* _Work item_
When you reach the line in the listing below that contains "Target: plant in soft focus", begin returning lines exactly as written, and stop after the line that contains "Target: small emerging leaf". Return no other lines.

= = =

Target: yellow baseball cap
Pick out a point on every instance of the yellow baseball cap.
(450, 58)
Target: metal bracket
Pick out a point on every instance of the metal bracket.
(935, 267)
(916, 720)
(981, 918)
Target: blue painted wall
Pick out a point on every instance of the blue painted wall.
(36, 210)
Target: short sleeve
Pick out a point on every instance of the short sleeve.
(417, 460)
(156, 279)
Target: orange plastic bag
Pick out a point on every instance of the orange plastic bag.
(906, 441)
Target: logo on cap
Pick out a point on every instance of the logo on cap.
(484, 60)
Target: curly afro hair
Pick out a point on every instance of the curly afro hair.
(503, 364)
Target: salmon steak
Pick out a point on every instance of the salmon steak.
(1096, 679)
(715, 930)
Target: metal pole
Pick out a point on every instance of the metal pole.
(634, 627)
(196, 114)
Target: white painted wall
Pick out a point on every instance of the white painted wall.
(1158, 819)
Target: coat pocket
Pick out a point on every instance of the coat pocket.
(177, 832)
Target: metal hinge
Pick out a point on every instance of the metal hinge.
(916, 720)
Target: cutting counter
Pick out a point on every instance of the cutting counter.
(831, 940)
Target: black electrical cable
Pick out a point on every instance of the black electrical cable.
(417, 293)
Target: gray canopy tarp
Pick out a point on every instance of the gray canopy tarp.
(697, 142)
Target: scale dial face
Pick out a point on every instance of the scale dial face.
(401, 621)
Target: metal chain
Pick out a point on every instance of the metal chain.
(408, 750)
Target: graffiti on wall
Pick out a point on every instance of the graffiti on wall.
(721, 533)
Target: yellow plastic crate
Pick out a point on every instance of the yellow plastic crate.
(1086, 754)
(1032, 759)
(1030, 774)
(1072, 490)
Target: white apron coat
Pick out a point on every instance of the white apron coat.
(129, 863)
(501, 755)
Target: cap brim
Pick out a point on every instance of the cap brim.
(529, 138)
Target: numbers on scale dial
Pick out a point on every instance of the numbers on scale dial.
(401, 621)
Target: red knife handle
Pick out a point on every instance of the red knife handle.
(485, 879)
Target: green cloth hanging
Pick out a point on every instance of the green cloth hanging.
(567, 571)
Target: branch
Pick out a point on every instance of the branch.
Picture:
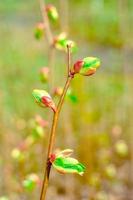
(46, 22)
(53, 135)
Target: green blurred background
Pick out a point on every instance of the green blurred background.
(96, 120)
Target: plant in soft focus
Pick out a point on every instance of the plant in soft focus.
(61, 160)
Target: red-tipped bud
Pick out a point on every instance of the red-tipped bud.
(44, 99)
(58, 91)
(78, 65)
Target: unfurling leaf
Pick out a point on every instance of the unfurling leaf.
(52, 12)
(86, 66)
(44, 99)
(39, 31)
(65, 164)
(65, 153)
(68, 165)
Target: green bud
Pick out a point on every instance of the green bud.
(86, 66)
(38, 132)
(61, 42)
(44, 99)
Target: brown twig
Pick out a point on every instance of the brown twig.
(53, 132)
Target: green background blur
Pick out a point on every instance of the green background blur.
(93, 124)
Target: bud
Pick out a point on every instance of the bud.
(44, 99)
(65, 164)
(61, 42)
(86, 66)
(40, 121)
(52, 12)
(44, 74)
(58, 91)
(39, 31)
(71, 96)
(31, 182)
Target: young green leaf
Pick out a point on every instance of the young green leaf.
(68, 165)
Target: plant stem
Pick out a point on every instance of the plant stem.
(53, 132)
(46, 22)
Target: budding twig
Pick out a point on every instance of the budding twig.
(53, 133)
(46, 22)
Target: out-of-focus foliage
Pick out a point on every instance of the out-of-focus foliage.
(97, 117)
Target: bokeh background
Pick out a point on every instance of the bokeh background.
(96, 120)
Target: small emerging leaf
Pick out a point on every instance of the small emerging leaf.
(68, 165)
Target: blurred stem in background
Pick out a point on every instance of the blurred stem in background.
(124, 27)
(50, 39)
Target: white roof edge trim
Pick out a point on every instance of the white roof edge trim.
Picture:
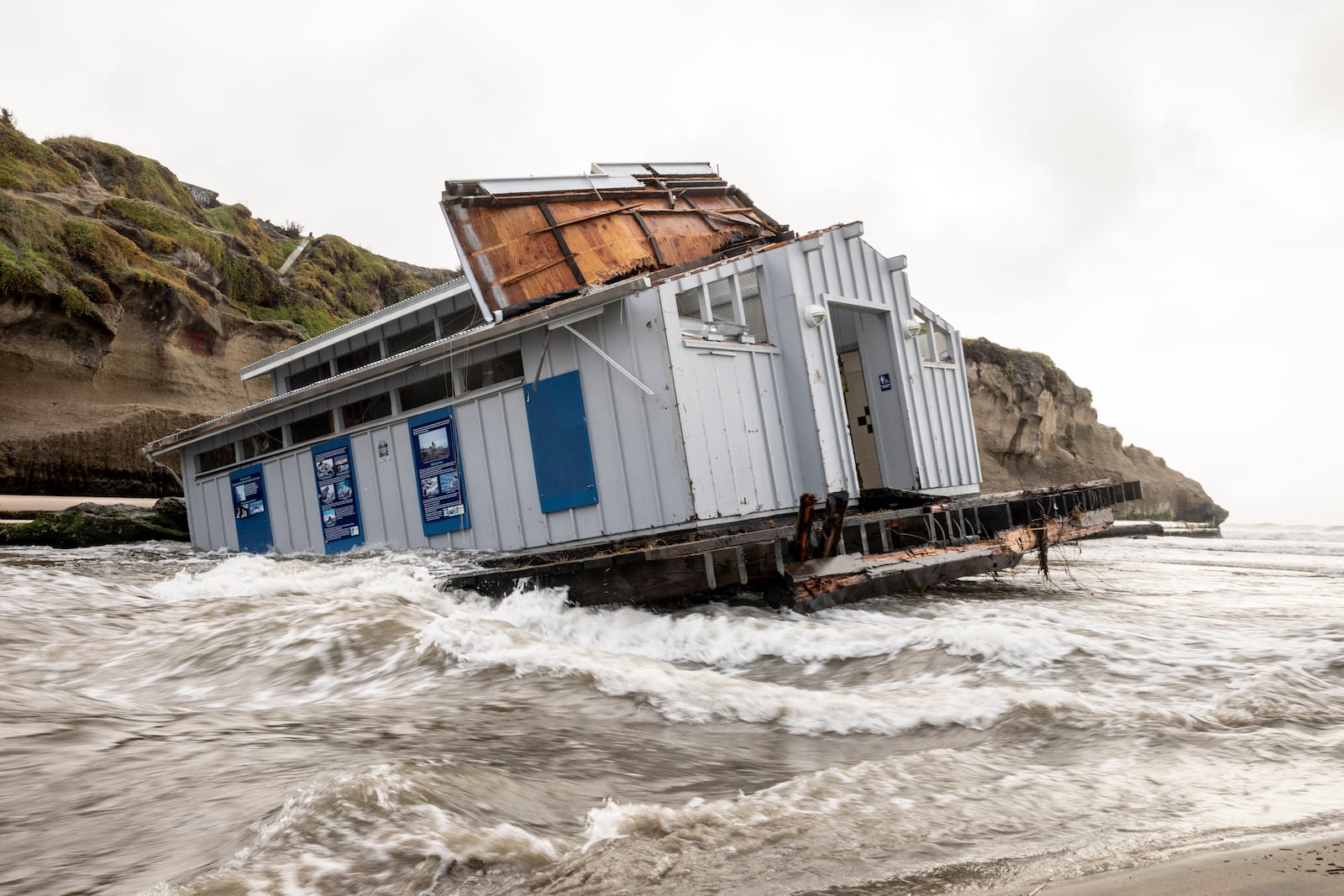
(354, 328)
(421, 356)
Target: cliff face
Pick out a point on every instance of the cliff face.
(1037, 427)
(129, 302)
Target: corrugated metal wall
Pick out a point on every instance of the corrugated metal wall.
(638, 452)
(932, 403)
(730, 429)
(734, 412)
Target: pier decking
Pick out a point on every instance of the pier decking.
(871, 553)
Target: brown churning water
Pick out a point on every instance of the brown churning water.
(198, 723)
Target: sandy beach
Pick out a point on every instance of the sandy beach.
(1308, 867)
(50, 503)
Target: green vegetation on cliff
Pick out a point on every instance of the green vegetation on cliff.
(85, 223)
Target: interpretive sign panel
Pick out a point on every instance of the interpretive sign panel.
(438, 472)
(336, 496)
(252, 517)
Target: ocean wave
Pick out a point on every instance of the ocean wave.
(709, 694)
(389, 829)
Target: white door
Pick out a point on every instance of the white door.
(860, 421)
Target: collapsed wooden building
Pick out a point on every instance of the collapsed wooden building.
(633, 356)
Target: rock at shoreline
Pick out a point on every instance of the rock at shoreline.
(87, 526)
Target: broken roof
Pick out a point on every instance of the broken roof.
(534, 239)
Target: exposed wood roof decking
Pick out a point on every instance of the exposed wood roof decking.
(528, 239)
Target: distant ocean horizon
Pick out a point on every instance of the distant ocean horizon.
(207, 723)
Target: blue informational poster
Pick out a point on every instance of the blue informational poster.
(338, 496)
(438, 472)
(252, 516)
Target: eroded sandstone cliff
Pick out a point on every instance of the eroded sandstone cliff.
(1037, 426)
(129, 302)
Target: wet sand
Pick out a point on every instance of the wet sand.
(1296, 867)
(35, 503)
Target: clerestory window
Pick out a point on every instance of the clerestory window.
(725, 309)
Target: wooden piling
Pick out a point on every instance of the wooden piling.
(803, 527)
(832, 524)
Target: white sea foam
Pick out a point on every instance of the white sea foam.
(378, 831)
(705, 694)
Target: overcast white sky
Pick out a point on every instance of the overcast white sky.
(1148, 192)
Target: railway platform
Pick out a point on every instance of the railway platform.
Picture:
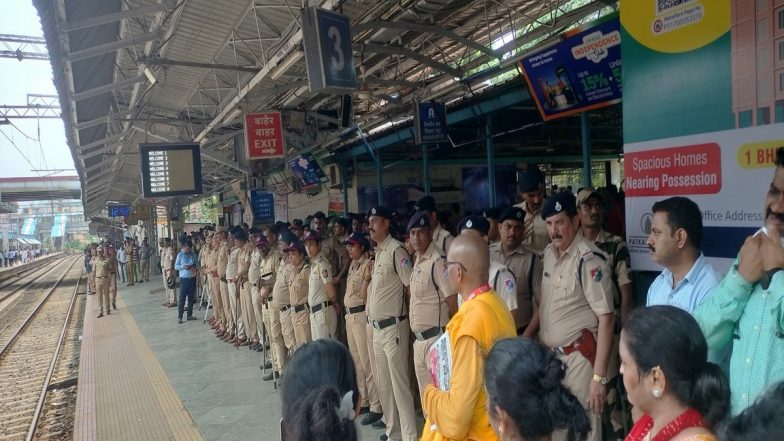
(142, 376)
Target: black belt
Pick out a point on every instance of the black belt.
(428, 333)
(381, 324)
(354, 309)
(316, 308)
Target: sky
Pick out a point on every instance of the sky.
(17, 79)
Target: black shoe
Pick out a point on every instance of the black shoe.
(372, 418)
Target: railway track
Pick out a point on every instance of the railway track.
(36, 330)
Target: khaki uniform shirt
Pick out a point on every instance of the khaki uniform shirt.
(223, 258)
(233, 266)
(572, 302)
(442, 239)
(254, 271)
(429, 290)
(357, 271)
(102, 267)
(298, 285)
(320, 275)
(527, 270)
(391, 275)
(539, 240)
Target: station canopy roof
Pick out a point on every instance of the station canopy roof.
(135, 71)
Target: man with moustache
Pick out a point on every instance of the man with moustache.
(386, 310)
(577, 312)
(745, 310)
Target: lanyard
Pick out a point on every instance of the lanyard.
(481, 290)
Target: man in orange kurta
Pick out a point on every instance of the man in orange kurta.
(460, 411)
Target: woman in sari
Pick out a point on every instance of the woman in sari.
(665, 368)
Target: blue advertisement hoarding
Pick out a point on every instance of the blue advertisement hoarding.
(263, 204)
(580, 73)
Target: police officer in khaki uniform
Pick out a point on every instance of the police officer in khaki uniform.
(298, 293)
(441, 237)
(433, 301)
(531, 188)
(576, 311)
(387, 314)
(500, 278)
(524, 264)
(356, 326)
(322, 294)
(102, 269)
(246, 296)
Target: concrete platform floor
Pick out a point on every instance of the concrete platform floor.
(219, 385)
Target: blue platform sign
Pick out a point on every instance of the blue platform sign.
(119, 210)
(329, 54)
(430, 123)
(580, 73)
(263, 204)
(307, 170)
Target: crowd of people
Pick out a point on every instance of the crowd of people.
(519, 323)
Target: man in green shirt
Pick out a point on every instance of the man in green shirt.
(747, 307)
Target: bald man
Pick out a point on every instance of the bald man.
(460, 412)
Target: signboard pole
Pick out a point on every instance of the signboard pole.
(490, 157)
(426, 166)
(586, 134)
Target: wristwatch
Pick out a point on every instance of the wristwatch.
(599, 379)
(768, 277)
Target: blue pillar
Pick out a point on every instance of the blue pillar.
(379, 180)
(490, 157)
(344, 186)
(426, 166)
(586, 134)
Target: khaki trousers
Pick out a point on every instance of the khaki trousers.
(258, 313)
(420, 364)
(102, 289)
(287, 329)
(301, 323)
(217, 306)
(356, 333)
(226, 301)
(578, 379)
(324, 323)
(236, 314)
(145, 270)
(246, 308)
(391, 346)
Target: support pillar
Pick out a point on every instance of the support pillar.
(426, 167)
(586, 135)
(490, 158)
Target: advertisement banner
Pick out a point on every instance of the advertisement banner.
(580, 73)
(701, 119)
(430, 123)
(264, 135)
(263, 205)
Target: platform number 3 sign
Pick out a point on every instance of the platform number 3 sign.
(328, 51)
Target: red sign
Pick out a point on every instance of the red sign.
(264, 135)
(687, 170)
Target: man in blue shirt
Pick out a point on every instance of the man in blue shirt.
(674, 241)
(187, 265)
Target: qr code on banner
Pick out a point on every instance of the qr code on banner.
(664, 5)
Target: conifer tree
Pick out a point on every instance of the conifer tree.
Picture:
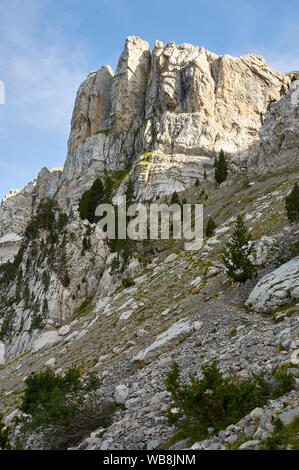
(210, 227)
(237, 253)
(292, 204)
(220, 168)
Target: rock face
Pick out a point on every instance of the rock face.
(279, 135)
(164, 117)
(276, 289)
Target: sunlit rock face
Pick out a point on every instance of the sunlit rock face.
(163, 116)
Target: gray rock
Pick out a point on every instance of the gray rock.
(250, 445)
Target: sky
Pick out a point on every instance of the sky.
(47, 47)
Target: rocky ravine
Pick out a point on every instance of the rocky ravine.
(161, 119)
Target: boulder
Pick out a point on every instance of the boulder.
(121, 394)
(276, 289)
(166, 341)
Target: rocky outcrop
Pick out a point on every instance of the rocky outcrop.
(279, 288)
(92, 106)
(279, 135)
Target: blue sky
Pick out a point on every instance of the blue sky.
(47, 47)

= = =

* _Solution to the problem_
Target: plant in soft focus
Pick out a point on every instance of the plant in soft focus.
(61, 160)
Target: red-tipped bud
Pick out a point on every instance of the red-tipped bud.
(44, 99)
(58, 91)
(78, 65)
Target: unfurling leaf
Pick out a point on every instance of the unfurling leaf.
(52, 12)
(86, 66)
(44, 99)
(39, 31)
(65, 164)
(65, 153)
(68, 165)
Target: green bud
Pick out a point on every instance of the green bud.
(86, 66)
(38, 132)
(61, 42)
(44, 99)
Target: brown twig
Pick out a point on every instance of the brown twig.
(53, 132)
Target: green background blur
Pick out a point on every instance of the green background blur.
(93, 124)
Target: bud
Pick out a point on every instance of the bud.
(44, 99)
(65, 164)
(61, 42)
(86, 66)
(40, 121)
(52, 12)
(44, 74)
(58, 91)
(39, 31)
(71, 96)
(31, 182)
Target: young green leaf
Pick out a point on every instance of the young green leaf.
(68, 165)
Target: plant stem
Pick out a point on every instance of the plant stem.
(53, 132)
(46, 22)
Target: budding twig
Pick out a point on every instance of the budding twig.
(53, 133)
(46, 22)
Target: out-of-focus foliage
Pick out a point on every instance of the out-of-focus foliage.
(97, 117)
Target: bokeh background
Pick out a point on every instance of the bokeh background.
(96, 120)
Target: small emerging leaf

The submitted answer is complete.